**Short task**
Exactly reproduce the lines from the one holding "of the beach" through the final line of the listing below, with both ends included and nothing else.

[Coordinate annotation records]
· · · ·

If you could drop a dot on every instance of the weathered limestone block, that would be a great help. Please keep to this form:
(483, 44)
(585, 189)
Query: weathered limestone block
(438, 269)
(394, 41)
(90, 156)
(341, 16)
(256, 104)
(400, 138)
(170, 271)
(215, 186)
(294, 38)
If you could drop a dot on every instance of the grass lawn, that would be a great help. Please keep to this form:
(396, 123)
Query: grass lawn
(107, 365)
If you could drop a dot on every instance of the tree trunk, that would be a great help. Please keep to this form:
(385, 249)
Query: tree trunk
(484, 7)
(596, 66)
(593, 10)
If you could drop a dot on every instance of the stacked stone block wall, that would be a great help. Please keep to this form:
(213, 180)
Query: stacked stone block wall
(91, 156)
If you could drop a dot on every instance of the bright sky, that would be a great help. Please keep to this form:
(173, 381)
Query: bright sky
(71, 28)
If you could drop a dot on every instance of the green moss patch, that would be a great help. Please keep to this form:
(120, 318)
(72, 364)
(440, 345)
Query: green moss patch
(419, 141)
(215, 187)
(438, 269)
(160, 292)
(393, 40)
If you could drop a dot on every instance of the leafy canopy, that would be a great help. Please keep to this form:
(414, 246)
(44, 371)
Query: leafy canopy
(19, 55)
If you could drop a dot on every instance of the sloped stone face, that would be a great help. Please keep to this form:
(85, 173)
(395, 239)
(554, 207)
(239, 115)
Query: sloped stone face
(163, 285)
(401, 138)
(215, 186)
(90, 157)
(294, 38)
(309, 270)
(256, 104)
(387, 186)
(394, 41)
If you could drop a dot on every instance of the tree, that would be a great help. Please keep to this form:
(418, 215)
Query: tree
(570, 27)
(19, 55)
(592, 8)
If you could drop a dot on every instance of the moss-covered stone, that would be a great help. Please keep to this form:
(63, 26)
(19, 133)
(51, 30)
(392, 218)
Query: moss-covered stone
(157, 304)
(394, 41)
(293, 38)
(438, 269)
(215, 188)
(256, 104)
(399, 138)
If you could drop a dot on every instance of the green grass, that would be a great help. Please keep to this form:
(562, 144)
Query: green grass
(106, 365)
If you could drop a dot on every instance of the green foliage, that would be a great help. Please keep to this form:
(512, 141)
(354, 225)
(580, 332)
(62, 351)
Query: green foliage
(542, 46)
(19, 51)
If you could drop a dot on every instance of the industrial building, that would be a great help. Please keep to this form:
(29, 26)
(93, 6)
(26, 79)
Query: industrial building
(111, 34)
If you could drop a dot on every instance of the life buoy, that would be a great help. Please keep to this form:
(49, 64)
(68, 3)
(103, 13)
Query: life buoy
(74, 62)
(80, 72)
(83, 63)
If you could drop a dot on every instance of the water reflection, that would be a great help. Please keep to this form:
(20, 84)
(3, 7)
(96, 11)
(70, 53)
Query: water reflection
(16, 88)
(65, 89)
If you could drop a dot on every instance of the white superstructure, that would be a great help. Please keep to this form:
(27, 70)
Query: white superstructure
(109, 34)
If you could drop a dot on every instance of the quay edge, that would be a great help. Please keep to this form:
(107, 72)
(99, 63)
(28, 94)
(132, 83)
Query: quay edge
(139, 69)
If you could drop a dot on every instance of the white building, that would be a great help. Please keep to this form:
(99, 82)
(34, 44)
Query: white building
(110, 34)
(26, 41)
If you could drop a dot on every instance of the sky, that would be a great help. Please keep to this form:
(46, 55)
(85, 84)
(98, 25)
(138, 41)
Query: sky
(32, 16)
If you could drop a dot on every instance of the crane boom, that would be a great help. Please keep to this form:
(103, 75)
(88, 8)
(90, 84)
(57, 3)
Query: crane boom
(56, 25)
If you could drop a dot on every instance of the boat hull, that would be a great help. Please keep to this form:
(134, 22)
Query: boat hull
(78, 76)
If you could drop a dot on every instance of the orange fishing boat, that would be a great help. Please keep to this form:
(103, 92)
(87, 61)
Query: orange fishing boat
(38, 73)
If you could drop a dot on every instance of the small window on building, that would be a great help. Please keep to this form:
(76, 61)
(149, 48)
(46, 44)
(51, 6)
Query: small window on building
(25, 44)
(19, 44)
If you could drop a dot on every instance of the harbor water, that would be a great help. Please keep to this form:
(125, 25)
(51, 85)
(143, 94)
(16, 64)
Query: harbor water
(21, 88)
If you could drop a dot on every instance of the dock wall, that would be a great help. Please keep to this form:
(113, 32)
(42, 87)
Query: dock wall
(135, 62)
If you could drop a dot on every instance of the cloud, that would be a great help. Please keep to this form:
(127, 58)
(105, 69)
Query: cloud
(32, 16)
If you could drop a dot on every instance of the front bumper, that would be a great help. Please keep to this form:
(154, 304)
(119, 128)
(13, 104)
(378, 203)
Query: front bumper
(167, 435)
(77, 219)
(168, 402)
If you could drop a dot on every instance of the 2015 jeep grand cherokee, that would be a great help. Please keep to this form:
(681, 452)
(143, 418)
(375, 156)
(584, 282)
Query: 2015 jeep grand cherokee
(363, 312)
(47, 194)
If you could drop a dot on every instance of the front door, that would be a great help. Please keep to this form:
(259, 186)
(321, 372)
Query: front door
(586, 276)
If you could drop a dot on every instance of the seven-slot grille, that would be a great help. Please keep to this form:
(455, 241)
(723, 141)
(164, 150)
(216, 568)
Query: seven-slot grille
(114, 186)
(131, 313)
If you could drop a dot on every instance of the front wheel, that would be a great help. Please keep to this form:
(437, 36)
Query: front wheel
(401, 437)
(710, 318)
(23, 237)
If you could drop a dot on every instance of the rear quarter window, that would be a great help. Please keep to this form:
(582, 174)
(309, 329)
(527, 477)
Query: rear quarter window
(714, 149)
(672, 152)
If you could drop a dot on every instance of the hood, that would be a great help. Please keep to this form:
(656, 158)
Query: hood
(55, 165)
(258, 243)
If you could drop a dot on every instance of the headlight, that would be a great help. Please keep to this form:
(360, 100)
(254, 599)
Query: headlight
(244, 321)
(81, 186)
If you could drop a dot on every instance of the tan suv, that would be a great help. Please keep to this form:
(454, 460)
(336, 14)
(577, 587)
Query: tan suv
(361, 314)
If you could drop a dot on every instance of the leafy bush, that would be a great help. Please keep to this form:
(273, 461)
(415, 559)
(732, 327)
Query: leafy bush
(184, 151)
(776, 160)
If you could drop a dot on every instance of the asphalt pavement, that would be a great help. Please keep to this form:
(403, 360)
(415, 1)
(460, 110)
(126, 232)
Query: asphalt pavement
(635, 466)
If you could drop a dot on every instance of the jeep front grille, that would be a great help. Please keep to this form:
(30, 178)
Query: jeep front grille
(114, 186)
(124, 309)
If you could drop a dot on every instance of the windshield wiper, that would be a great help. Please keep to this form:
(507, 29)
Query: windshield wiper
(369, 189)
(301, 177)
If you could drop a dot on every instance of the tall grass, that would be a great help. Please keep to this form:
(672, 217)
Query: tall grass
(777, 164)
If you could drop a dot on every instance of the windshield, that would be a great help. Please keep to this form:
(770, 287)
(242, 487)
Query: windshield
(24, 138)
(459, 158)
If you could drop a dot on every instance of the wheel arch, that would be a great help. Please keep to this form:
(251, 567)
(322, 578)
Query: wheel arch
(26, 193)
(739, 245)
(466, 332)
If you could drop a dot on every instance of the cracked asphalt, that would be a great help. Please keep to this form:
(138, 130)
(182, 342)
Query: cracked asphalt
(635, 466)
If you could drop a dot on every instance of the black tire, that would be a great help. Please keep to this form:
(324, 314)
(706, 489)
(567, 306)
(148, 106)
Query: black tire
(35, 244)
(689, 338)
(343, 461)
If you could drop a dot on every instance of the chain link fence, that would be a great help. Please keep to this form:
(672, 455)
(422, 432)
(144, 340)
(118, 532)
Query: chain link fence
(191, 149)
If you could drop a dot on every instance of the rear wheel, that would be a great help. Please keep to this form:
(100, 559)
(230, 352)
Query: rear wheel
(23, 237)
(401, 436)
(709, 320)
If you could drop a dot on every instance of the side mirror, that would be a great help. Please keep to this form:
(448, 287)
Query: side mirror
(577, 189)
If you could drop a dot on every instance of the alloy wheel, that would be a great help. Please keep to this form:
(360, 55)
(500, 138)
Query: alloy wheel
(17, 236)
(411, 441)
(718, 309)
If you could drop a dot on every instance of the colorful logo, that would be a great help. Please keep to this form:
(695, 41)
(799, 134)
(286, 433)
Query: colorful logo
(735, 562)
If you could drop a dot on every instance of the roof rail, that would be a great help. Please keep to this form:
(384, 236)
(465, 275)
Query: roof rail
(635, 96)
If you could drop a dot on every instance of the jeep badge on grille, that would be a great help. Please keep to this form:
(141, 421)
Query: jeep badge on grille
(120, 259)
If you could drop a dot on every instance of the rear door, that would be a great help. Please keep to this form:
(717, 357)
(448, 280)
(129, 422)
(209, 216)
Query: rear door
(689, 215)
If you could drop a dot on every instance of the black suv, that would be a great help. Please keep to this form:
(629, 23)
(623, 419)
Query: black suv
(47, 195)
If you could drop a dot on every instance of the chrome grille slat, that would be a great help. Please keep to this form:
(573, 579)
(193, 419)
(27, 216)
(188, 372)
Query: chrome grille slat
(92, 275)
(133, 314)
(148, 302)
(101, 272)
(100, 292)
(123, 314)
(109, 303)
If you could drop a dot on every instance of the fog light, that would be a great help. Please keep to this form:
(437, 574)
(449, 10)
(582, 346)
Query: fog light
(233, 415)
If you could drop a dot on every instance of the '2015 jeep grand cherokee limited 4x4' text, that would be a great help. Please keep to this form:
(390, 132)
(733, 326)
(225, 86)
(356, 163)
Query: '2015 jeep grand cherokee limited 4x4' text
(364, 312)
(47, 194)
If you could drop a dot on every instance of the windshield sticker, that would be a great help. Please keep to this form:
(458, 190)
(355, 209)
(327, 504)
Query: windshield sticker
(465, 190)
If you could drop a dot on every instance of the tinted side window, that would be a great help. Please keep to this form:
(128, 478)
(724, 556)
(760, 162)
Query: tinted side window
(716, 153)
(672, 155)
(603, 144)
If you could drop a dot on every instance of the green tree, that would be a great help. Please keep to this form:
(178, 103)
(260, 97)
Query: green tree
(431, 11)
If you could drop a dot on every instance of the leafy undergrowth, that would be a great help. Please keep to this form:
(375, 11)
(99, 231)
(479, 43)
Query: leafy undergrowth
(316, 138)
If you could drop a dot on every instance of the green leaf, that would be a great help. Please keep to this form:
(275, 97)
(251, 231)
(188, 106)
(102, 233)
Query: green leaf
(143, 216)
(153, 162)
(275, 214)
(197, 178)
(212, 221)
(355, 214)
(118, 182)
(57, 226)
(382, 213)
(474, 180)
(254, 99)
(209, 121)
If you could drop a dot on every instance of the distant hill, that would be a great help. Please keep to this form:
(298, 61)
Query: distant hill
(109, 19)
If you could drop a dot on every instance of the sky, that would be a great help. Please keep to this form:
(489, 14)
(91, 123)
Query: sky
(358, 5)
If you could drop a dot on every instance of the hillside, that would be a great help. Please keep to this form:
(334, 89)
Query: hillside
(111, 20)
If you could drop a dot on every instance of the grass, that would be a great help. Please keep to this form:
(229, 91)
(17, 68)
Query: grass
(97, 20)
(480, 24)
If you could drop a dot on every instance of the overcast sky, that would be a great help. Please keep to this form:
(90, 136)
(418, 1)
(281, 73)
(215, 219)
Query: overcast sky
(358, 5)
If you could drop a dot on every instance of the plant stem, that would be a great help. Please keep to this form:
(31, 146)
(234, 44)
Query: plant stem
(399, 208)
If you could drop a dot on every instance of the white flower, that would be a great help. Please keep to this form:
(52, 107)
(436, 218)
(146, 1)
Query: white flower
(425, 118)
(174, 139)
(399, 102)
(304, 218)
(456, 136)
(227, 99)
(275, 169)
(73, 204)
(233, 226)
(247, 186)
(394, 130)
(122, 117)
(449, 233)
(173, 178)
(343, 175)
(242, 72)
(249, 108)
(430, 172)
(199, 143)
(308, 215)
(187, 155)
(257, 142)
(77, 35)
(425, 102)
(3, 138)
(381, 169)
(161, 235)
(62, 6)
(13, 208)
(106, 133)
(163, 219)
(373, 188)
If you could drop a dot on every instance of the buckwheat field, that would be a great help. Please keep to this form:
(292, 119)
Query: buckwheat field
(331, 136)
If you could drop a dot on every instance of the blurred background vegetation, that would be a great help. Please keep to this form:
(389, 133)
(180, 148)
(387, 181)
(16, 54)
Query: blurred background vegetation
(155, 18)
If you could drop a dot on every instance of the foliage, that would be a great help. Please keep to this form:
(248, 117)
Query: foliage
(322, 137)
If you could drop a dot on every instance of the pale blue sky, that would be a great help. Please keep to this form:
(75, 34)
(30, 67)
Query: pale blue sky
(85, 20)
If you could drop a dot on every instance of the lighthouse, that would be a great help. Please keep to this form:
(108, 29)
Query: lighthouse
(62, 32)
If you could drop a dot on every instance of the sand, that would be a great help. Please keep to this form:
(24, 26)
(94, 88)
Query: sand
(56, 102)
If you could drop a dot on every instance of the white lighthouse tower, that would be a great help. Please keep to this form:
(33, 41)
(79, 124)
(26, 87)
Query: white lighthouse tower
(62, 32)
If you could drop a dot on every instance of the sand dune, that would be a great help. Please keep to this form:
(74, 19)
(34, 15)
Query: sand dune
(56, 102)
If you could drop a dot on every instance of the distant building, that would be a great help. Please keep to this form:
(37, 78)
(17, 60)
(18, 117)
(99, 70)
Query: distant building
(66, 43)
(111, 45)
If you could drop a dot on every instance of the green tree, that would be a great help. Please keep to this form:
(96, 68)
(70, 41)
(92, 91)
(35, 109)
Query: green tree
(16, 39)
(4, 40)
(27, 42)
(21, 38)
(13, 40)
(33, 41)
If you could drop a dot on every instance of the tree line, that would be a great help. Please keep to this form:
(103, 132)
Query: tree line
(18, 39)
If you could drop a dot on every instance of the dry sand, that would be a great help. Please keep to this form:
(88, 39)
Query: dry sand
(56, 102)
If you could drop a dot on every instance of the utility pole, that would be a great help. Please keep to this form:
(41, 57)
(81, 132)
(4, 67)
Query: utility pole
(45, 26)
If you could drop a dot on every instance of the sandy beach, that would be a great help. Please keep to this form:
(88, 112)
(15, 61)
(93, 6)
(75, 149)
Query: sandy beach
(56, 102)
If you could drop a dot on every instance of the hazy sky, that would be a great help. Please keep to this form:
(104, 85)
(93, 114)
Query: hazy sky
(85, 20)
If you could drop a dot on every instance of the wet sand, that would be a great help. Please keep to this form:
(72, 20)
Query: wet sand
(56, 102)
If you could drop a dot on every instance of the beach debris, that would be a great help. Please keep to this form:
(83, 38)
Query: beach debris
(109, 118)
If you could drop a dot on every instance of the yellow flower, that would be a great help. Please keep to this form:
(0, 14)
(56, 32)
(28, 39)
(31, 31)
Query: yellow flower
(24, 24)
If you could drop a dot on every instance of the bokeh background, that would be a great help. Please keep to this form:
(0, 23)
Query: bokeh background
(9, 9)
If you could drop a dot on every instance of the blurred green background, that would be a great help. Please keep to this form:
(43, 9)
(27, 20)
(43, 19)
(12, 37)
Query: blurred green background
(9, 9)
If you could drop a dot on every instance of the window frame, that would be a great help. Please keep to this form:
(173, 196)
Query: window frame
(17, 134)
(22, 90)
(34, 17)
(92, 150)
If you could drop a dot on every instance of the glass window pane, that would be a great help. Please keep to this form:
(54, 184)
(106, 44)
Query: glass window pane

· · · ·

**Answer for this exercise**
If you could drop a dot on every instance of the beach debris, that would be a great help. Please keep to this form:
(83, 38)
Query: beach debris
(109, 118)
If you could drop a dot on every instance of the yellow flower, that would be a great help. Please keep to this form:
(0, 14)
(56, 32)
(28, 39)
(31, 31)
Query: yellow flower
(24, 24)
If you could drop a dot on every instance of the bokeh background, that would be a great help. Please keep to this form:
(0, 23)
Query: bokeh background
(9, 9)
If you could drop a dot on every instance of the blurred green background, that would be a great help. Please keep to this form:
(43, 9)
(27, 20)
(43, 19)
(12, 37)
Query: blurred green background
(9, 9)
If you could drop a dot on every instance of the window frame, that would be a great help. Please keep to this form:
(173, 196)
Query: window frame
(17, 134)
(22, 90)
(34, 17)
(92, 150)
If you could drop a dot on every instance of the glass window pane, that would be a great help. Please keep to this form:
(54, 184)
(106, 44)
Query: glass window pane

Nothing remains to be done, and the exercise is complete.